Copy exactly the lines from the "Question. For every instance of the cluster" line to the end, both included, and nothing else.
### MATERIAL TO PROCESS ###
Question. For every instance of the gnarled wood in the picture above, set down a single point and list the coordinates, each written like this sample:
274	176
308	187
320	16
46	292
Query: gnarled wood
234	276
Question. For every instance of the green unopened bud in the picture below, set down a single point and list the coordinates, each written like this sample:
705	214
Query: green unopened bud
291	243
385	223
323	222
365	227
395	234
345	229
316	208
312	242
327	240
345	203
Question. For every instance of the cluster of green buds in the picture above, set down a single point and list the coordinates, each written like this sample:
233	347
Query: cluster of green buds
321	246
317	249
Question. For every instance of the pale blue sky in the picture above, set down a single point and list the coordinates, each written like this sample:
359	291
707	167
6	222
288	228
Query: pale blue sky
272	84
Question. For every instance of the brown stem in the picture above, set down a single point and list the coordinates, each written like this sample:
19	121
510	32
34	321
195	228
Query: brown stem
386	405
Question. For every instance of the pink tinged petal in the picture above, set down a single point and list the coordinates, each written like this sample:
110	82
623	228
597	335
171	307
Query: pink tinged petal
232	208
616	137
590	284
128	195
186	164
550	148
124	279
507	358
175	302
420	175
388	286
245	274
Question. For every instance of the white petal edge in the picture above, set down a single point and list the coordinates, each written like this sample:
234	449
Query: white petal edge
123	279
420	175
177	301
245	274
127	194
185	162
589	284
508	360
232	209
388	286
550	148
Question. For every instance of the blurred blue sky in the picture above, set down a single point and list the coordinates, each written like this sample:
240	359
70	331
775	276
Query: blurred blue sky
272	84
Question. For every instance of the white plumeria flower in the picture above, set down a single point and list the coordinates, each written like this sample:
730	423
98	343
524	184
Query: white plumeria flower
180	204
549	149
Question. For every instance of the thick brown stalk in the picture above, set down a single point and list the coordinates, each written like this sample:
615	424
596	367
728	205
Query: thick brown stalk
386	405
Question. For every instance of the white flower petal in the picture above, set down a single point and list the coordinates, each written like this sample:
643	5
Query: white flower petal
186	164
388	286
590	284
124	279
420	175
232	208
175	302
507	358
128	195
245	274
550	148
###
**SOLVED PROBLEM**
Question. For every instance of the cluster of green buds in the picture above, set down a single point and list the coordinates, each written like this sample:
233	347
Query: cluster of green buds
321	246
317	249
Question. For every instance of the pale blue sky in the picture above, set down a single point and list the coordinates, each written like this sample:
359	291
707	167
6	222
288	228
Query: pale blue sky
272	84
Question. For every instance of the brown stem in the picture above, set down a single point and list the coordinates, each written like this sample:
19	121
510	32
34	321
195	228
Query: brown stem
386	405
Question. For every instance of the pink tinged petal in the picture above, set down a single point and list the coordinates, each written like this sample:
110	82
623	228
597	335
171	307
Query: pink tinged petal
232	208
616	137
590	284
128	195
186	164
550	148
124	279
507	358
175	302
420	175
388	286
245	274
Question. For every instance of the white petal edge in the picture above, set down a single point and list the coordinates, each written like this sample:
234	449
Query: white petal edge
123	279
420	175
177	301
245	274
127	194
185	162
589	284
508	360
232	209
388	286
550	148
Question. For every instance of the blurred blue sky in the picture above, set down a single point and list the coordinates, each written like this sample:
240	359
70	331
775	276
Query: blurred blue sky
272	84
Question. For every instance of the white plumeria flower in the picture above, set down a single point and list the coordinates, each written like this sample:
730	423
98	343
524	184
Query: white plumeria flower
180	204
549	149
Question. For every instance of the thick brown stalk in the picture above, set down a single point and list the coordinates, each written like this sample:
615	424
596	367
728	205
Query: thick brown stalk
386	405
Question. For every instance of the white flower petal in the picture above, set down a single point and list the coordinates, each written like this sample:
643	5
Query: white flower petal
186	164
388	286
590	284
124	279
420	175
232	208
175	302
507	358
128	195
245	274
550	148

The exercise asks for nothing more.